Find the line that contains "For every instance of the green". Output it and every line after it to the end of the records, exactly as they appear.

Records from a dataset:
• • • • •
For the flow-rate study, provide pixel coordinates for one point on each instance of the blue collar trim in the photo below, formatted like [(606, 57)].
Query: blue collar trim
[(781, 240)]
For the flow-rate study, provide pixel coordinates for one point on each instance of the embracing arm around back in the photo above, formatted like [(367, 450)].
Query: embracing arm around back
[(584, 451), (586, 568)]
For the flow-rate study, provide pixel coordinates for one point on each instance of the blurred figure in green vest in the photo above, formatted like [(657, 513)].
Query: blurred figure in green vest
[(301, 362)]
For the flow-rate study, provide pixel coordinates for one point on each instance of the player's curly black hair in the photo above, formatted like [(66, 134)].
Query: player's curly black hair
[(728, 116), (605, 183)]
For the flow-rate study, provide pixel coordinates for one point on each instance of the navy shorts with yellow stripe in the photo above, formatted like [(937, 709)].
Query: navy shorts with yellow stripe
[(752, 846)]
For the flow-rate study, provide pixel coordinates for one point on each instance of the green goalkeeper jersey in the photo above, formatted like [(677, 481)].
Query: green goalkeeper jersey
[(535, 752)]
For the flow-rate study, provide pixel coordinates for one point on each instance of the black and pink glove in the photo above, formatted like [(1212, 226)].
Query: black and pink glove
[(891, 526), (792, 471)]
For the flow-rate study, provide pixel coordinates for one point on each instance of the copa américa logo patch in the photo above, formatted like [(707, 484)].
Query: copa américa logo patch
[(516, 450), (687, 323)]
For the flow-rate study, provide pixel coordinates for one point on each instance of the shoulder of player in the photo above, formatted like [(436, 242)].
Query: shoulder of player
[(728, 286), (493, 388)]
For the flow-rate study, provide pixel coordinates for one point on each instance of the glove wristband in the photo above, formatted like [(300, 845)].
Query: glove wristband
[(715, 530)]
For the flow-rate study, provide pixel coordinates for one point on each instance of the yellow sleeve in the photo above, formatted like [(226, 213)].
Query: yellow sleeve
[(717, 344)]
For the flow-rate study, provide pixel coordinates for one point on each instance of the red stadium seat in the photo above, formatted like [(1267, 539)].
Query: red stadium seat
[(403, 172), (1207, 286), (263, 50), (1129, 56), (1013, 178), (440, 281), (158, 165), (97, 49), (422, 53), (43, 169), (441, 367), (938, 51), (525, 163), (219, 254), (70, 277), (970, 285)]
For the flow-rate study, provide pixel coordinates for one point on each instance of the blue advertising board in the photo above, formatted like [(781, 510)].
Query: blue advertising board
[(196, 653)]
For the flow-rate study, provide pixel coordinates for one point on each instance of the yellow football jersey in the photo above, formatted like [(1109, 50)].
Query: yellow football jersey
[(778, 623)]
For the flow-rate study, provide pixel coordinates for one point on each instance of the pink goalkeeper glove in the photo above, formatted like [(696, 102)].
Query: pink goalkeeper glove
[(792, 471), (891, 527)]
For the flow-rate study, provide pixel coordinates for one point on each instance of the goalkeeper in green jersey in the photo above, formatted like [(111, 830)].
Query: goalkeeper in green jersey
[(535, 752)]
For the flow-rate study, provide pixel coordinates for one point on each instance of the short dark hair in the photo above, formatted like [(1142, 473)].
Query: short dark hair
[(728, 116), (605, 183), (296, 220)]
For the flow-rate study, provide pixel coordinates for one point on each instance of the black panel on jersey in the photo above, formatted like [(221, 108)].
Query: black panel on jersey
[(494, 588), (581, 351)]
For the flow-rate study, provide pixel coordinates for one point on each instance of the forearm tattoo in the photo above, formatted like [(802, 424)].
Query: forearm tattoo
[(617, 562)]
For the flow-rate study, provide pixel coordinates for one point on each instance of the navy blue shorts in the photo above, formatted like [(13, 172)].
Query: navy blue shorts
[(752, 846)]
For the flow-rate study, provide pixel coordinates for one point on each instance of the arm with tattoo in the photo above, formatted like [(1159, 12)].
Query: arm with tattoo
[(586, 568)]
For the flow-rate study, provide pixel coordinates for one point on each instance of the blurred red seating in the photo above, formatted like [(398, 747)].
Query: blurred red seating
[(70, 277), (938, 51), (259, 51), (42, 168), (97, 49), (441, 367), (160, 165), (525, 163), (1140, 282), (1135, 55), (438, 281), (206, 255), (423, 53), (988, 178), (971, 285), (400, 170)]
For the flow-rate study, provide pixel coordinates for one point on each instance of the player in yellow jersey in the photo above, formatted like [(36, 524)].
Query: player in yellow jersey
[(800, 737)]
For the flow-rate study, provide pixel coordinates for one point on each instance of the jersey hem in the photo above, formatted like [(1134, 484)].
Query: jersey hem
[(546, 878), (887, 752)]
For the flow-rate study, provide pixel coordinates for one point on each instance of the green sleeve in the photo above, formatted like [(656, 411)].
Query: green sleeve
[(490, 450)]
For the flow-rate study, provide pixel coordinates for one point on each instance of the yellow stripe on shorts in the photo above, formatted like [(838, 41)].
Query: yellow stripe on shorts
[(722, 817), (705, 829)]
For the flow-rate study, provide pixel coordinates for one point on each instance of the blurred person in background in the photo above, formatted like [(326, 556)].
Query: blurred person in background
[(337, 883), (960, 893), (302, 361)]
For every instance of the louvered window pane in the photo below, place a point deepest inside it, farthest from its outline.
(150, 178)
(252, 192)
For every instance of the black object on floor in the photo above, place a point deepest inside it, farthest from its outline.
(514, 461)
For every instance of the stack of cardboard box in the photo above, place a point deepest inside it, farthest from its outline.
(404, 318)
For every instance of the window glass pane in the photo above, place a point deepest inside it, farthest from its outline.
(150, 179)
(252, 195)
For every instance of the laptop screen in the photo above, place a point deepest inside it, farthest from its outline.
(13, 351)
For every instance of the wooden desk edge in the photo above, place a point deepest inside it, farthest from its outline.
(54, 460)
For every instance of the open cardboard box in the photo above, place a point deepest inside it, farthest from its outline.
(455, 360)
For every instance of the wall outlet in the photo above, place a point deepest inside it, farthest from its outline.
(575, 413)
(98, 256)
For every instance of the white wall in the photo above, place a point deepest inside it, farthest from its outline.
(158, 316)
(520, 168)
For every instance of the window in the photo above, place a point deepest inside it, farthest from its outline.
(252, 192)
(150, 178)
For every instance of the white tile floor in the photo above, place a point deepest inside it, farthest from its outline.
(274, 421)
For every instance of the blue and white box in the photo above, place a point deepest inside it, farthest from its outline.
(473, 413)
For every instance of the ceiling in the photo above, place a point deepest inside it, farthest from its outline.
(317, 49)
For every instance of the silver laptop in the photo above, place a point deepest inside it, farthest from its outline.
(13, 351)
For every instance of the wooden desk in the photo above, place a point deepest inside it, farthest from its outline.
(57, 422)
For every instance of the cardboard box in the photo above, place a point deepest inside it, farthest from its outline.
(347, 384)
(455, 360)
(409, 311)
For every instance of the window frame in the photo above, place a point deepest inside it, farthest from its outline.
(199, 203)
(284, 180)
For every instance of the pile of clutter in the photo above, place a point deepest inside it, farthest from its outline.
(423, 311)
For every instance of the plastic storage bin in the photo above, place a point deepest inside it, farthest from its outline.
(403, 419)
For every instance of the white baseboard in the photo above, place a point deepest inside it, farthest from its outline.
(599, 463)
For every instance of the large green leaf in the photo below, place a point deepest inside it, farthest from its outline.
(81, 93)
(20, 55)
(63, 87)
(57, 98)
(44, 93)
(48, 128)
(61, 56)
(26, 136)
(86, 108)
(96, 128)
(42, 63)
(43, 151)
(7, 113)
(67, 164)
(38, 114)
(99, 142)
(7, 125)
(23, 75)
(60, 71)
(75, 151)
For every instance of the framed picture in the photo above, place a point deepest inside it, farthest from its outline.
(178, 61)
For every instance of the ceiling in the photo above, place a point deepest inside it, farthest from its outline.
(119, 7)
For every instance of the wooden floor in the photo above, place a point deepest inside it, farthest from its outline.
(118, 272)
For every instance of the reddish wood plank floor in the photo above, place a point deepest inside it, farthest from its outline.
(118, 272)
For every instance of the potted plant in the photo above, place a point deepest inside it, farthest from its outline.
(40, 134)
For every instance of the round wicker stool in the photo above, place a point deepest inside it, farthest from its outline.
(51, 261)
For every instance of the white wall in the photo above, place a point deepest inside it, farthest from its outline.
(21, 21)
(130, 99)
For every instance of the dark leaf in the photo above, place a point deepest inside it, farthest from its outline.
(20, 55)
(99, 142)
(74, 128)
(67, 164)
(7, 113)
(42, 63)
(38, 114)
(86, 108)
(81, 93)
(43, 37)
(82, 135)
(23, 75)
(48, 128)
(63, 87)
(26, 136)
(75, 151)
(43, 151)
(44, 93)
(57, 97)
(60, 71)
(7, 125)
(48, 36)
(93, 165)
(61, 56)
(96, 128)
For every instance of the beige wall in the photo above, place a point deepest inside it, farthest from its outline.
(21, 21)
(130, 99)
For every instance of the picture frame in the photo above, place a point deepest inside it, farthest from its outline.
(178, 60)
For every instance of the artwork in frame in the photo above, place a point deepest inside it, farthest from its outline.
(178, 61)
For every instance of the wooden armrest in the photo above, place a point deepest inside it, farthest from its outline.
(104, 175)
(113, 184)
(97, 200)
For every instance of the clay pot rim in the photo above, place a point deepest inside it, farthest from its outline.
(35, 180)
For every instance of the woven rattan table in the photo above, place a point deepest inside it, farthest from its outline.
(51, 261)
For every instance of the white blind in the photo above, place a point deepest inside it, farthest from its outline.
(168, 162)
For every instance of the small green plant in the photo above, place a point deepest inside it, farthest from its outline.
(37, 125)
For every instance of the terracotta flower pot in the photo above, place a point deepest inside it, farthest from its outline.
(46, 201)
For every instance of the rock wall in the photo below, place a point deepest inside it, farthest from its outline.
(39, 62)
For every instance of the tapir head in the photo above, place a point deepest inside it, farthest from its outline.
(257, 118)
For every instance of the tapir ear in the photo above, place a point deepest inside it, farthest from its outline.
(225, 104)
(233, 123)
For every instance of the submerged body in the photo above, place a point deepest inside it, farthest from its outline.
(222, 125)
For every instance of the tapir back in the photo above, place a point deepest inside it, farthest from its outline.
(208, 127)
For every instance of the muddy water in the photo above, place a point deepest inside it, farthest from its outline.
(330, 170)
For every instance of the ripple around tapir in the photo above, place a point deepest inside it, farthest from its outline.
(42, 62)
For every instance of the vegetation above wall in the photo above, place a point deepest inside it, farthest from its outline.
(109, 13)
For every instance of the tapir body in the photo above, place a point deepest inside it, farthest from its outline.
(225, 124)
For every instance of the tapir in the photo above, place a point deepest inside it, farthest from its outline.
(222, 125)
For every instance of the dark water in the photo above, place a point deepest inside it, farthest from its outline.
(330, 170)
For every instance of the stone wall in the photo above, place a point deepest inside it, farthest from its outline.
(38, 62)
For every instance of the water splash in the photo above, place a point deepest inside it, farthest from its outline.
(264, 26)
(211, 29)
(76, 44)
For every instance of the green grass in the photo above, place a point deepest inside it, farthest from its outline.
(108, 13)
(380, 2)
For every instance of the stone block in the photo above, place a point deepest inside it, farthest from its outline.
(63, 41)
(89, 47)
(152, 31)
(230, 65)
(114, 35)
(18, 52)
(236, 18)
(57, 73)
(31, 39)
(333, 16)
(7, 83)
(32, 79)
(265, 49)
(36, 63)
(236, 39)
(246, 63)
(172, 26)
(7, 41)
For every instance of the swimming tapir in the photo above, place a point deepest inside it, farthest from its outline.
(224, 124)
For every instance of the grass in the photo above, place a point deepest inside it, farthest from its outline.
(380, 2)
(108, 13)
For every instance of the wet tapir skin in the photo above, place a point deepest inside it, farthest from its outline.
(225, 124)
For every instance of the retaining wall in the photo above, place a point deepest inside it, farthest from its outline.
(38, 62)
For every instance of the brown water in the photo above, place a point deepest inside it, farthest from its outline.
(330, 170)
• • • • •
### EXERCISE RESULT
For every instance of the green grass in the photo above, place a point deepest inside it, farthest from its outline.
(108, 13)
(380, 2)
For every instance of the stone block in the photo above, place a point deepest inside it, farthest from its outline.
(63, 41)
(89, 47)
(152, 31)
(230, 65)
(114, 35)
(18, 52)
(236, 18)
(57, 73)
(31, 39)
(333, 16)
(7, 83)
(32, 79)
(265, 49)
(36, 63)
(236, 39)
(246, 63)
(172, 26)
(7, 41)
For every instance of the swimming tapir in the photo above, place a point deepest inside it, farthest from its outline.
(224, 124)
For every instance of the grass in the photo above, place a point deepest inside it, farthest from its outline.
(380, 2)
(108, 13)
For every instance of the wet tapir skin in the photo above, place a point deepest inside it, farthest from its outline.
(225, 124)
For every instance of the retaining wall in the photo above, place a point deepest inside it, farthest from its outline.
(38, 62)
For every instance of the brown water in the photo above, place a point deepest inside it, farthest from its outline.
(330, 170)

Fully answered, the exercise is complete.